* [DIRECTIONS]: Reproduce every line of the records below word for word, omitting the pictures.

* [INFORMATION SHOWN]:
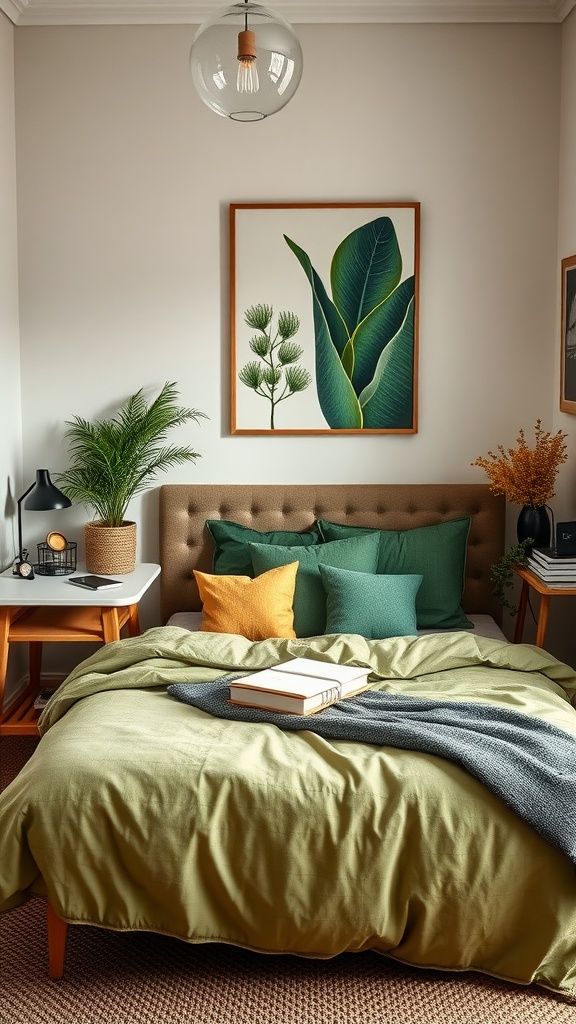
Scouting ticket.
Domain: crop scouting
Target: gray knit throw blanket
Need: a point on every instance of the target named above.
(529, 763)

* [RESPONSE FOR THIS EXERCISE]:
Scouting ticket.
Domain: crop scouting
Target: gray knit throw blanket
Need: a point on every instance of the target named above.
(529, 763)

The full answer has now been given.